» **WORK ITEM**:
Give each line of the records again exactly and omit every picture.

» **DATA IN THIS EXERCISE**:
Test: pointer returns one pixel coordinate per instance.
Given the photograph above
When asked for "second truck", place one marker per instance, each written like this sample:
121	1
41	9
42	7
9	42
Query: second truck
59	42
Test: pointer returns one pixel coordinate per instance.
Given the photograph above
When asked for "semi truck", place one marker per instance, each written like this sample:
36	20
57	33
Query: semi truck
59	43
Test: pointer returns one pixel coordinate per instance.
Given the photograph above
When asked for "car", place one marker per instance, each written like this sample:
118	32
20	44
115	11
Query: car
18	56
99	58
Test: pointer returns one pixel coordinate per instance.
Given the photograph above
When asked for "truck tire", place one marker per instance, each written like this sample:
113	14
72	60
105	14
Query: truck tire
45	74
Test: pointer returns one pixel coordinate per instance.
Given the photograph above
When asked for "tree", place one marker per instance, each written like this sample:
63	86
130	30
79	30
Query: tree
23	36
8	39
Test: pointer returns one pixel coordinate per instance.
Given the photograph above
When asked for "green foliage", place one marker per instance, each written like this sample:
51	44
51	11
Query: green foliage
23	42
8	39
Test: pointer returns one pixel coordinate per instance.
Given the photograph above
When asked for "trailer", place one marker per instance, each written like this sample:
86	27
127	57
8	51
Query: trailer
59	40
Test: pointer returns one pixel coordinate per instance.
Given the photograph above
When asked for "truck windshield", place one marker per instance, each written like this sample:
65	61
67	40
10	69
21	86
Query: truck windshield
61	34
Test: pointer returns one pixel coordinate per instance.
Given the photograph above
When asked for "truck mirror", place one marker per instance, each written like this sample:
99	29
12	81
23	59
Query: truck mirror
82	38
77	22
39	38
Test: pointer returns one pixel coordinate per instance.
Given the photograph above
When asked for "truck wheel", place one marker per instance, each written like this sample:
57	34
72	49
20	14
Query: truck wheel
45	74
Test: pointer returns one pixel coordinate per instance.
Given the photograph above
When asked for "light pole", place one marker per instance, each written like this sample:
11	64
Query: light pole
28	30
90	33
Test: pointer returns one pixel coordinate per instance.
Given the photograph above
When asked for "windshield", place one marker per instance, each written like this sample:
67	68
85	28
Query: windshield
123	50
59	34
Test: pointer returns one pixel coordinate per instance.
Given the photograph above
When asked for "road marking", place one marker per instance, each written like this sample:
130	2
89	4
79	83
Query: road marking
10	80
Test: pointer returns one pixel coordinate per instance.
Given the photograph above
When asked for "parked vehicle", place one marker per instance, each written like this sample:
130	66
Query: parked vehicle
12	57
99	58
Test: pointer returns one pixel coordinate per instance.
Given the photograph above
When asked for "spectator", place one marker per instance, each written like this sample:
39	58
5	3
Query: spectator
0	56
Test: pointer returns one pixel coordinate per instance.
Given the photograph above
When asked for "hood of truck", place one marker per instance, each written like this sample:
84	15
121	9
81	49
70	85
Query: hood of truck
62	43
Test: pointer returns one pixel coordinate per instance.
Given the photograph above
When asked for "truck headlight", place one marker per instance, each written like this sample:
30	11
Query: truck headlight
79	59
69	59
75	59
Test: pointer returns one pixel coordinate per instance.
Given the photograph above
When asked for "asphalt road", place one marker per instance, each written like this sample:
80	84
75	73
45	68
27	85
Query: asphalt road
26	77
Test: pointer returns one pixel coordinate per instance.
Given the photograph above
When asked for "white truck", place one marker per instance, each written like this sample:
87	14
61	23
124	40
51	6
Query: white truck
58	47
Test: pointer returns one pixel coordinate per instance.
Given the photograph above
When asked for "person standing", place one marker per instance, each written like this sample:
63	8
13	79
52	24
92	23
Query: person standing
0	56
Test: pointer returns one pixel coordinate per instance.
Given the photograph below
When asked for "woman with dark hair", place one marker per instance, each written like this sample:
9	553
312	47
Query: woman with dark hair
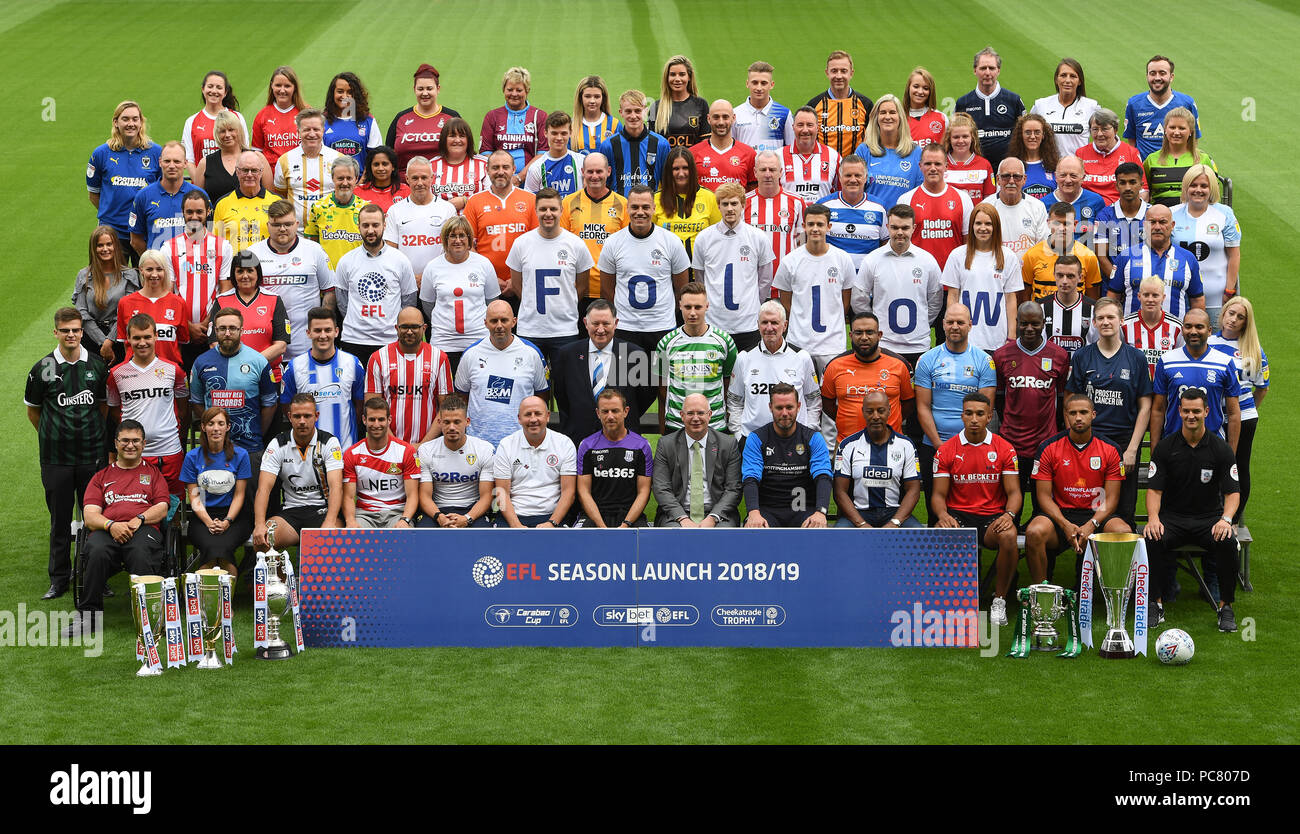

» **ANSWER**:
Test: pointer returns one pixel coordinate per instance.
Given the photograph above
When asked for "second truck", place one marker per instance, each written like this sample:
121	1
41	9
42	7
9	42
Query: second truck
59	42
Test: pointer returns one pixel coordinate per instance.
Given the photograph above
When asked for "semi truck", place one marker per instance, each written like this sample:
36	20
57	33
Query: semi truck
59	43
Test: pointer returns one pixel coordinate per instance.
Given the photograph above
When asked for "car", place one marker per instance, each written like this sample:
118	32
20	44
115	11
Query: car
18	56
99	58
Test: pointer returns one pixel coordinate per instance.
Given the photograph above
When asked for "truck tire", place one marker per instance, each written like this sample:
113	14
72	60
105	14
Query: truck tire
45	74
Test: pointer returns one pixel coordinate per instance.
Given the photograph above
When asked for "tree", place one marker per instance, each written like this sample:
63	86
130	30
79	30
Query: tree
23	36
8	39
Test: pointer returns one pixel coordinate per instance.
Given the photograph above
When asked for "green foliage", place one marker per instance, each written like this sample:
51	44
51	11
Query: green foliage
23	42
8	39
Test: pointer returns one pixel coordinate per instance.
Given the photograph above
When asked for "trailer", place one marker per instance, each written like this sample:
86	27
127	57
8	51
Query: trailer
59	40
Test: pointer returns one pixel coordinate per instance.
Given the photograph above
When asked for "truck windshield", place one marker per instance, each written like this sample:
65	61
67	40
10	69
21	86
Query: truck windshield
61	34
Test: pointer returns one pixel coordinate per instance.
Given the photograph above
When asked for "truck mirror", place one marker per instance, each written like this sample:
99	29
12	81
23	59
Query: truck mirror
82	38
77	22
39	38
Test: pointer returns one pixel coordinate per instance.
Given the photograph above
When asked for "truck wheel", place one marker per instance, each written like this sample:
57	34
72	49
20	14
Query: truck wheel
45	74
Test: pointer returns one pixel coordinate per instance.
Given the photograph above
When asked for "light pole", place one marker per instance, each written like this sample:
11	64
Query: light pole
28	30
90	33
Test: pointer returns one pixel coordinate per instance.
Given the photograph above
When asked for "windshield", place one marker per instance, each written like this sample:
67	68
85	28
Query: windshield
123	50
59	34
Test: pointer returns one pixel coordinate per instance.
Given the photograph above
When asked for "road marking", place one marker per instance, each written like this sample:
130	2
89	4
79	83
Query: road marking
10	80
Test: pointer returns one pixel coordinate per instance.
Given the photograph above
When asked for "parked vehicle", place one marker per instance, each written like this sample:
130	66
Query: parked vehicle
12	57
99	58
Test: pointer returns one pixel coordinate per instance.
Given the photograph above
When asked for "spectator", place one marker per instance, each written like this sample:
39	58
5	3
Query: spectator
0	56
Test: pointer returns one pixel coordinate per instance.
Given the photograph above
When asked for "hood of truck", place one marker per instance, each written like this sample:
84	15
121	9
81	49
70	85
Query: hood of truck
62	43
Test: pointer returns one pixel coordinate per instance.
Given the photograph above
When asked for "truck headlight", place one marker per instance, each written like this sample:
30	11
Query: truck headlight
79	59
69	59
75	59
Test: pointer returns one pixel coordinate per instance.
Given the photograph above
When asked for "asphalt road", place one marker per instance, each written like this sample:
80	84
75	73
45	68
27	85
Query: asphalt road
26	77
Test: pointer returns one pixel coordinate per instance.
Given the photograph above
When asked for "white truck", place one marker per instance, each written like this sample:
87	14
61	23
124	40
51	6
Query: white truck
58	47
Test: pointer returns one pixel coordinate per instance.
Given the photograph above
When asked for "person standing", place one marker per instance, each written like this sample:
63	8
13	79
52	24
92	23
Query: person standing
0	56
Test: pointer returns one pixel coordinate per instance.
Given the photograph below
When asked for "woman with dark hair", place one marker per instance, each written like this sample:
9	553
312	47
Query: woman with dark hair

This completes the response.